How Switching Tasks Maximizes Creative Thinking
Published January 9, 2013 by Christian Jarrett
You've been hunched for hours at your desk working on the same creative problem, and now your efforts are generating diminishing returns. Like a spinning wheel digging itself deeper into a rut, you just don't seem to be able to make a breakthrough. Folk wisdom tells us to "sleep on it" – that after a break we'll return to the challenge refreshed and with a new perspective. Psychological research backs this up.

At the Nijmegen Unconscious lab in The Netherlands, Ap Dijksterhuis and his colleagues have shown that participants who are distracted for a while from a main creative challenge end up generating better ideas, and more of them, than others who just work straight through.

Dijksterhuis's theory is that the period of "incubation" allows your creative unconscious to get working. Unconstrained by convention and deliberation, your unconscious makes novel links between concepts that you would have missed if you'd stayed focused on the task.

An obvious question for creatives is how best to help your unconscious work its magic. What should you do when you're taking a short incubation break from your main project? Rather than twiddling your thumbs or taking a nap, it makes sense to get on with some other task. But should you work on a similar type of problem or aim for something radically different?

Your unconscious makes novel links between concepts that you would have missed if you'd stayed focused on the task.

A team of British psychologists led by Ken Gilhooly has looked into this question and they say it's best to work in the incubation period on a different kind of mental activity. The researchers gave over a hundred volunteers one of two main challenges. One was verbal in nature and involved spending five minutes coming up with as many new uses as possible for a brick (akin to brainstorming session in the office). The other was a spatial task, equivalent to a design-based project at work, and this involved arranging five simple shapes into recognizable objects - for example: a triangle, letter C and rectangle formed in such a way to resemble an ice cream cone.

After the time was up, the participants switched tasks for a five minute incubation. Half stayed on the same kind of mental activity – if they'd been brainstorming the brick uses, now they solved anagrams (both are verbal tasks); if they'd been arranging shapes now they completed a mental rotation exercise, judging whether one shape was the same as another but in a different position (both are spatial tasks). The other half of the participants switched mental activities – brainstormers now did mental rotation (switching from verbal to spatial); shape sorters now did anagrams (spatial to verbal).

→ Supplied entries
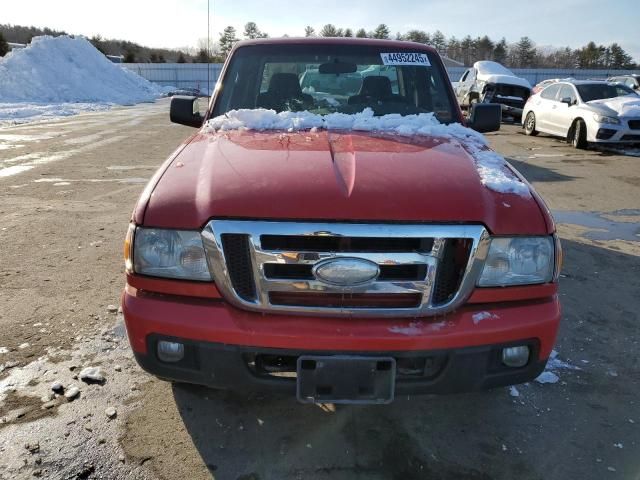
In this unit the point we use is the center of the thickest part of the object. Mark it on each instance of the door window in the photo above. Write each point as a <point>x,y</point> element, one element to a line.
<point>550,92</point>
<point>566,91</point>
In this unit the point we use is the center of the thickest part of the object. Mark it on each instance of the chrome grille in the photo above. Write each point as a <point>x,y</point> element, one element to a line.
<point>268,266</point>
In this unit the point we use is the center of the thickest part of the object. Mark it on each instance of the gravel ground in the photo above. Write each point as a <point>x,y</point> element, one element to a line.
<point>64,205</point>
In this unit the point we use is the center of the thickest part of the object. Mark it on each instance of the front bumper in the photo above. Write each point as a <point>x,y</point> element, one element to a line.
<point>462,348</point>
<point>608,133</point>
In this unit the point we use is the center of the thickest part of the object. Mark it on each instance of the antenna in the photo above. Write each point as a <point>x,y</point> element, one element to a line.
<point>208,49</point>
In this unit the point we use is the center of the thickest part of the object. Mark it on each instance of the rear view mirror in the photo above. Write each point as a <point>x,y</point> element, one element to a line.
<point>337,68</point>
<point>485,117</point>
<point>185,111</point>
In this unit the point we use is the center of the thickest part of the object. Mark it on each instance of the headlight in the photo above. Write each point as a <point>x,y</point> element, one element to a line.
<point>518,261</point>
<point>603,119</point>
<point>170,254</point>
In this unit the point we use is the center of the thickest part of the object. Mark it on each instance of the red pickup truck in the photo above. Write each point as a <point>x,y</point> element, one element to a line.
<point>333,230</point>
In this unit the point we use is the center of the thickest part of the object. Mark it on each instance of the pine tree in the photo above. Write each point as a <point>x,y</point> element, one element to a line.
<point>619,59</point>
<point>439,41</point>
<point>500,51</point>
<point>202,56</point>
<point>453,49</point>
<point>227,40</point>
<point>525,53</point>
<point>485,48</point>
<point>382,31</point>
<point>251,31</point>
<point>329,30</point>
<point>418,36</point>
<point>4,46</point>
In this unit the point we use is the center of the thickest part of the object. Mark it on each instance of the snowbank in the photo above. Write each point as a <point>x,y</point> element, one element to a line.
<point>492,168</point>
<point>65,72</point>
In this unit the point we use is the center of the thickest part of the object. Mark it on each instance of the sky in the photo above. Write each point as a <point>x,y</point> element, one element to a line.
<point>181,23</point>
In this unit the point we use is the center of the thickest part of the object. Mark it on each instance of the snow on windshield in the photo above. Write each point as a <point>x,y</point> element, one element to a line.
<point>492,168</point>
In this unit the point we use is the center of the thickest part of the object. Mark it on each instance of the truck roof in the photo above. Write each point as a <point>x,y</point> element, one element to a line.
<point>335,41</point>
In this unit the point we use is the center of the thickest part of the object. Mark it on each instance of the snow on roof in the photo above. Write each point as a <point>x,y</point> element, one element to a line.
<point>64,69</point>
<point>486,67</point>
<point>492,168</point>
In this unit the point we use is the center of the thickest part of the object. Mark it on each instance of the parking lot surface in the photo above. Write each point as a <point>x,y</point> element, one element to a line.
<point>67,189</point>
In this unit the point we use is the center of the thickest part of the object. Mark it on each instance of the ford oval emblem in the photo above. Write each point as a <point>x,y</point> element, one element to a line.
<point>346,272</point>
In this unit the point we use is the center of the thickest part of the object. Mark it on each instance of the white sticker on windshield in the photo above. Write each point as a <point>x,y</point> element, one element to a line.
<point>420,59</point>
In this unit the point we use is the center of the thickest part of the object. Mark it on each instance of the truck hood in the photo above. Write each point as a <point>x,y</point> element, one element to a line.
<point>341,176</point>
<point>627,106</point>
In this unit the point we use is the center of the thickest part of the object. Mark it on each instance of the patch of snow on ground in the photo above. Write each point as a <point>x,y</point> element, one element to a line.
<point>553,365</point>
<point>492,168</point>
<point>62,76</point>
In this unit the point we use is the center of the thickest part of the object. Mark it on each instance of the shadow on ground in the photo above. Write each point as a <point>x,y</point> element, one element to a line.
<point>554,431</point>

→ Requirement A
Update the creative-thinking article between "A team of British" and "ice cream cone.", inclusive, so that "participants" replaces "volunteers".
→ Requirement B
Answer these questions from the article on switching tasks and creative thinking:
(i) In which country is the Nijmegen Unconscious lab?
(ii) How long did participants spend coming up with new uses for a brick?
(iii) What did the shape sorters who switched mental activities do during the incubation?
→ Requirement C
Could you continue the article on switching tasks and creative thinking from its last sentence?

→ Output A
A team of British psychologists led by Ken Gilhooly has looked into this question and they say it's best to work in the incubation period on a different kind of mental activity. The researchers gave over a hundred participants one of two main challenges. One was verbal in nature and involved spending five minutes coming up with as many new uses as possible for a brick (akin to brainstorming session in the office). The other was a spatial task, equivalent to a design-based project at work, and this involved arranging five simple shapes into recognizable objects - for example: a triangle, letter C and rectangle formed in such a way to resemble an ice cream cone.

→ Output B
(i) The Netherlands.
(ii) Five minutes.
(iii) Anagrams.

→ Output C
Once the incubation period was over, the participants returned to their main challenge for an additional five minutes and the key test was whether they'd outperform a control group who'd just worked on either the brick task or the shape task for ten minutes straight through.

The take-home finding was that incubation breaks boosted creative performance, but only when the time was spent engaged in a different kind of mental activity. Participants who in the break switched from verbal to spatial, or from spatial to verbal, excelled when they returned to their main task – in terms of the number and quality of their solutions. The change in focus freed up their unconscious to spend the incubation period tackling the main challenge.

On the other hand, the participants who'd used the incubation period to perform the same kind of activity – verbal or spatial – were unable to capitalize on the break. Staying in the same mental domain appeared to tie up their unconscious, robbing its ability to work behind the scenes.

 Staying in the same mental domain appeared to tie up their unconscious, robbing its ability to work behind the scenes.

This study has clear implications for how to optimize your performance at work. The next occasion that you feel burnt out on a creative task and decide to take a time out, don't simply switch to a similar kind of project. Aim to work in a completely different way. If you were writing, try switching to numbers or design; and vice versa. While you're doing that, your unconscious will be free to work its magic.

-- What's Your Take?
 How does "sleeping on it" work for you?

More about Christian Jarrett

Dr. Christian Jarrett seeks out exciting new research and showcases its relevance for life. A psychologist turned writer, he’s a senior editor at Aeon. His next book will be about personality change. He is @Psych_Writer on Twitter.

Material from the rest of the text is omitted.